Noisy Colonies Help Bat Babies Learn Different Dialects

A new study has found that baby bats mimic the vocalizations that surround them

Mickey Samuni-Blank/Wikimedia Commons

Things can get pretty loud ​ in Egyptian fruit bat colonies. These highly social critters live in groups of up to 50,000 individuals—all clicking and chirping and squeaking. But as Jason Bittel reports for National Geographic, a new study suggests that all this noise plays a fundamental role in teaching baby bats to communicate.

Researchers at Tel Aviv University were curious if bat pups take language-learning cues from their mothers or from the general din that surrounds them. So they collected 14 pregnant Egyptian fruit bats and separated them into three colonies, where the mothers raised their babies after they gave birth. Each group was played recordings of different “dialects,” or vocalizations: one was unadulterated audio from a bat colony, another had been manipulated to include more high-pitched calls than would be typical in an Egyptian bat colony, and another was manipulated to include more low-pitched calls.

After around three months, a time when the pups would normally wean, the mothers were released back into the wild. By the age of 17 weeks, pups from all three groups were communicating in dialects that matched the recordings that had been played to them—and not the vocalizations of their mothers.
◇ ◇ ◇ ◇
> _Exercise details_:
Continue the article about bat pups learning dialects from their colonies, picking up after its last sentence.

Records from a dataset
◇ ◇ ◇ ◇
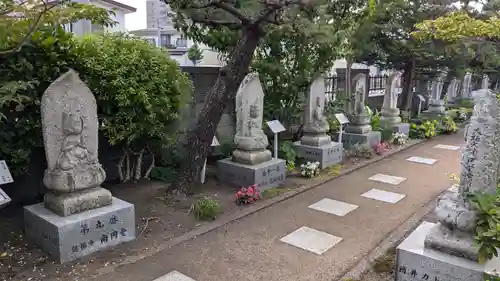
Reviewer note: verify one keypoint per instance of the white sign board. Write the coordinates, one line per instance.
(275, 126)
(215, 141)
(5, 176)
(341, 118)
(4, 198)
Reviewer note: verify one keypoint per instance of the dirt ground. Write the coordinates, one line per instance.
(158, 218)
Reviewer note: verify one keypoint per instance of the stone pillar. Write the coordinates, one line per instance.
(389, 116)
(78, 217)
(446, 250)
(316, 144)
(251, 162)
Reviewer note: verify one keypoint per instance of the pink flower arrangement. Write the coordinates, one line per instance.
(381, 148)
(247, 195)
◇ ◇ ◇ ◇
> _Answer for the task_:
“The difference between the vocalizations of the mother bat and those of the colony are akin to a London accent and, say, a Scottish accent,” lead researcher Yossi Yovel tells Agence France Presse. “The pups eventually adopted a dialect that was more similar to the local ‘Scottish’ dialect than to the ‘London’ accent of their mothers.”

The team recently published its findings in the journal PLOS Biology. The results of the study were not necessarily surprising, Yovel tells Rachael Lallensack of Nature; it makes sense that bat pups, which live in dark and crowded quarters, would pick up sounds from the thousands of critters that surround them. But “it was never demonstrated before now,” Yovel says.

Only a few other mammals— among them whales, dolphins and humans—learn to communicate by mimicking the noises around them. It is possible, then, that further studies into the processes of bat communication can help us better understand the ways that humans learn language.